Written problem:
Return every item below verbatim, leaving out the pictures.

Records for processing:
* * * *

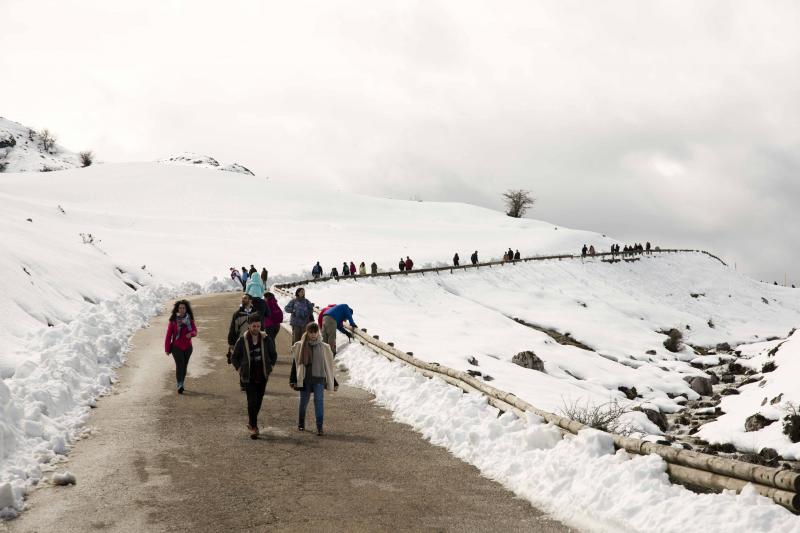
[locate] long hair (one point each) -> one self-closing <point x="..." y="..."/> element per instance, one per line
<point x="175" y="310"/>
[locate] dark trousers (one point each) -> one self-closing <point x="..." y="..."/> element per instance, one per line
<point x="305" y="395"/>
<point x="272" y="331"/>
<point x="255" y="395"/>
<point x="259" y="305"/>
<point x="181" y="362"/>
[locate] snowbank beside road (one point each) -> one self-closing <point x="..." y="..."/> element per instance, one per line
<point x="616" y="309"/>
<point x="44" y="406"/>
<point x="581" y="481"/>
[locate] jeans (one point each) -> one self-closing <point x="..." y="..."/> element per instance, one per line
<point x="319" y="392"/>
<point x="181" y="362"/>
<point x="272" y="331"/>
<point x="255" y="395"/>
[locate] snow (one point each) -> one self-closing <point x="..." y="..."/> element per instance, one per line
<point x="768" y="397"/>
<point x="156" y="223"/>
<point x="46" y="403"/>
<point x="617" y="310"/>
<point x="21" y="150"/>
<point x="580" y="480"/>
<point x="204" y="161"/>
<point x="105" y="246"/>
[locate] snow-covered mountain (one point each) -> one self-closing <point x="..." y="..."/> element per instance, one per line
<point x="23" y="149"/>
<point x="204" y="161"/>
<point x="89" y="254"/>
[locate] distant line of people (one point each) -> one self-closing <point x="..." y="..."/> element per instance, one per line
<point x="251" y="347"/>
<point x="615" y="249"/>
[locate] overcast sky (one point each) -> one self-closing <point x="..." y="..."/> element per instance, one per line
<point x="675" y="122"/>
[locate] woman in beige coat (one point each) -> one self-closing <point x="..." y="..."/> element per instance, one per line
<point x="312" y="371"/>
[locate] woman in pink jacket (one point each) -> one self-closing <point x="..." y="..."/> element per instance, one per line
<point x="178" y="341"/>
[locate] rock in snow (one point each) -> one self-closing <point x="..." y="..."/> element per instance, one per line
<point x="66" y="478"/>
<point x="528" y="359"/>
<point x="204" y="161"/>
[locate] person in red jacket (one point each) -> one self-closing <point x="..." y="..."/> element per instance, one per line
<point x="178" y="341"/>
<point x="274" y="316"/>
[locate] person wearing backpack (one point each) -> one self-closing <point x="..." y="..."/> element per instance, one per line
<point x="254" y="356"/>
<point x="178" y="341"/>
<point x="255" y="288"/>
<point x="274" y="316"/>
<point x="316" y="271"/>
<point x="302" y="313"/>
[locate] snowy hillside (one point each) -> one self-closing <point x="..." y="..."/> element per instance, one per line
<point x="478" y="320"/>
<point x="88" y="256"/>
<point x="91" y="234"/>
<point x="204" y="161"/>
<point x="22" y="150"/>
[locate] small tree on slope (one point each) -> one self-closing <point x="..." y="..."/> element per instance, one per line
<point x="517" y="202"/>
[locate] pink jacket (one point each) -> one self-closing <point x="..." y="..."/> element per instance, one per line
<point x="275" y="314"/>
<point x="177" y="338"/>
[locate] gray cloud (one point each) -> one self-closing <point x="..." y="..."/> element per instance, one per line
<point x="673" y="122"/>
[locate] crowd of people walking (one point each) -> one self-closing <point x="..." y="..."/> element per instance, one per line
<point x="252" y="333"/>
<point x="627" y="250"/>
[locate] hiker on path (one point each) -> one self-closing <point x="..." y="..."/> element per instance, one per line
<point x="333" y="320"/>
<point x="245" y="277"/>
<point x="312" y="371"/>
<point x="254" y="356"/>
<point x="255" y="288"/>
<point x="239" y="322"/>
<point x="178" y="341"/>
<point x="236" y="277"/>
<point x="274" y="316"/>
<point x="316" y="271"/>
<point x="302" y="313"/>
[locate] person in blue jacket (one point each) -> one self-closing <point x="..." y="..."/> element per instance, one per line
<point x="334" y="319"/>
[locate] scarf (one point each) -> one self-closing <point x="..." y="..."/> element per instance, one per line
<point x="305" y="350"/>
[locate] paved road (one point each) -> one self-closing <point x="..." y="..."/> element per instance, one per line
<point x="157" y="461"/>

* * * *

Result below:
[locate] long hair (one point each) -> one self-closing <point x="..." y="..."/> element per instance, one per line
<point x="175" y="310"/>
[locate] dark trousers (one point each) -> one self-closing <point x="..." y="..."/> element per instance, one per line
<point x="305" y="395"/>
<point x="272" y="331"/>
<point x="255" y="395"/>
<point x="259" y="305"/>
<point x="181" y="362"/>
[locate] snowbank beside road (one point each) -> one self-closing <point x="..." y="..."/> element per instance, one per line
<point x="616" y="309"/>
<point x="44" y="406"/>
<point x="581" y="481"/>
[locate] jeans (one point each) -> one self-closing <point x="..." y="..."/> element per instance, one per line
<point x="319" y="392"/>
<point x="181" y="362"/>
<point x="272" y="331"/>
<point x="255" y="395"/>
[locate] snow (one point each) -> one self-closing <point x="..." y="..."/> element per instance, one per line
<point x="768" y="397"/>
<point x="156" y="223"/>
<point x="46" y="403"/>
<point x="617" y="310"/>
<point x="21" y="150"/>
<point x="580" y="480"/>
<point x="204" y="161"/>
<point x="105" y="246"/>
[locate] snow-covered mountain (one point each) -> one self-closing <point x="..." y="..."/> element per instance, one per line
<point x="23" y="149"/>
<point x="204" y="161"/>
<point x="89" y="254"/>
[locate] distant line of people (one point each) -> one self-closing <point x="..." y="..."/> element per instance, one per line
<point x="251" y="347"/>
<point x="615" y="249"/>
[locate] overcast sky (one point each) -> one self-closing <point x="..." y="..."/> element per instance, one per line
<point x="675" y="122"/>
[locate] woman in beige coat (one point each) -> one self-closing <point x="..." y="..."/> element per instance, one per line
<point x="312" y="371"/>
[locate] woman in pink jacket (one point each) -> one self-closing <point x="..." y="..."/> element per instance, one per line
<point x="178" y="341"/>
[locate] rock in snow (one point each) -> one self-closing <point x="..." y="..."/> element per instance, one per line
<point x="66" y="478"/>
<point x="528" y="359"/>
<point x="204" y="161"/>
[locate] person in red jacket (one point each) -> one self-closing <point x="..." y="..."/> element per instance, one per line
<point x="178" y="341"/>
<point x="274" y="316"/>
[locate] person wearing backpack (one point each) -> one self-closing <point x="..." y="..."/> element per instance, one per line
<point x="254" y="356"/>
<point x="178" y="341"/>
<point x="255" y="288"/>
<point x="274" y="316"/>
<point x="316" y="271"/>
<point x="302" y="313"/>
[locate] snowy hillside (one point each) -> one self-closing <point x="..." y="..."/> element per instance, one per line
<point x="478" y="320"/>
<point x="88" y="256"/>
<point x="91" y="234"/>
<point x="204" y="161"/>
<point x="22" y="150"/>
[locate] small tree on slope (one point each) -> one self-closing <point x="..." y="..."/> element per instance, one per line
<point x="517" y="202"/>
[locate] pink jacket (one point each) -> one self-closing <point x="..." y="..."/> element per instance, one per line
<point x="275" y="314"/>
<point x="177" y="338"/>
[locate] gray cloud (one point each) -> one self-closing <point x="..." y="..."/> element per instance, one per line
<point x="673" y="122"/>
[locate] crowd of people walking (one point each) -> one self-closing <point x="..." y="..."/> element per instance, one per line
<point x="252" y="333"/>
<point x="627" y="250"/>
[locate] hiker on path (one point each) -> one self-closing <point x="..." y="..."/> element per instance, one per line
<point x="333" y="320"/>
<point x="245" y="277"/>
<point x="312" y="371"/>
<point x="254" y="356"/>
<point x="255" y="288"/>
<point x="239" y="322"/>
<point x="178" y="341"/>
<point x="236" y="277"/>
<point x="274" y="316"/>
<point x="316" y="271"/>
<point x="302" y="313"/>
[locate] person in blue jacket (one point each) -> one self-closing <point x="..." y="..."/> element per instance, one per line
<point x="334" y="319"/>
[locate] scarf (one point each) -> one self-closing <point x="..." y="..."/> element per instance, one per line
<point x="305" y="350"/>
[locate] paved road (one point each) -> one self-closing <point x="..." y="..."/> element per instance, one per line
<point x="157" y="461"/>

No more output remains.